*WHAT YOU NEED TO DO:* In the passage on LPI's viatical settlements, what did the SEC say is the test for whether investors' funds are pooled?

* begin READING PASSAGE *

When we raised this point at oral argument, the SEC contended that inter-dependency among investors was not necessary to a determination that their funds are pooled; the test, according to the Commission, is whether the funds are “commingled.” In this context, however, commingling in itself is but an administrative detail; it is the interdependency of the investors that transforms the transaction substantively into a pooled investment. (Indeed, if the investments are inter-dependent, it would not matter if LPI scrupulously avoided commingling the investors’ funds — for example, by passing their checks directly to the seller at the closing.) Meanwhile, counsel for LPI volunteered that the issue of selling some minimum acceptable percentage of a policy has never arisen because LPI has always attracted purchasers for the full interest being offered. He went on to acknowledge, however, that if the situation were to arise, LPI would allow the insured the option of withdrawing from the transaction. Such a practice would of course serve LPI’s interest as well as that of the policyholder. Many of the post-purchase administrative functions (e.g., monitoring the insured’s health, collecting the death benefit) involve costs that are seemingly invariant to the number of investors or the percentage of a policy that has been sold. Neither LPI nor the investors would be anxious to spread these costs over contracts representing much less than the full value of a policy.

Therefore, we think that pooling is in practice an essential ingredient of the LPI program; that is, any individual investor would find that the profitability if not the completion of his or her purchase depends upon the completion of the larger deal. Because LPI’s viatical settlements entail this implicit form of pooling, and because any profits or losses accrue to all investors (in proportion to the amount invested), we conclude that all three elements of horizontal commonality — pooling, profit sharing, and loss sharing — attend the purchase of a fractional interest through LPI. (We need not reach, therefore, the SEC’s alternate contention that the LPI program entails “strict vertical commonality” — another formulation of the common enterprise test recognized in some circuits. See, e.g., Brodt v. Bache & Co., Inc., 595 F.2d 459, 461 (9th Cir.1978).)

* end READING PASSAGE *
* begin DATA BLOCK *

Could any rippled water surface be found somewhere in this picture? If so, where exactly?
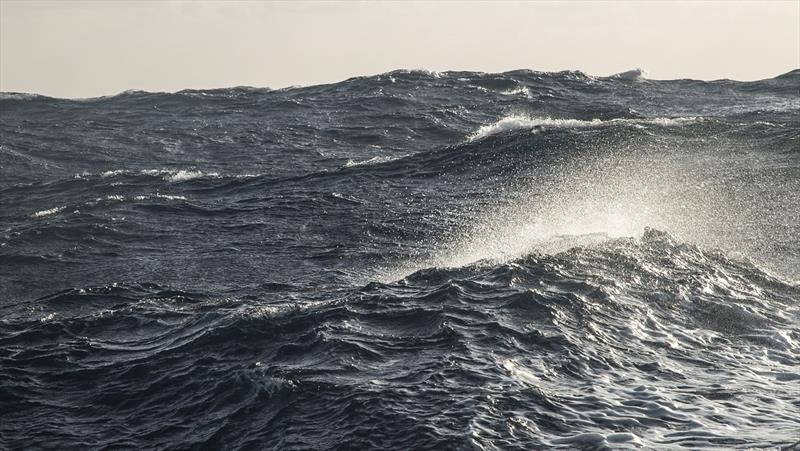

* end DATA BLOCK *

*RESULT OF THE TASK:* Whether the funds are "commingled."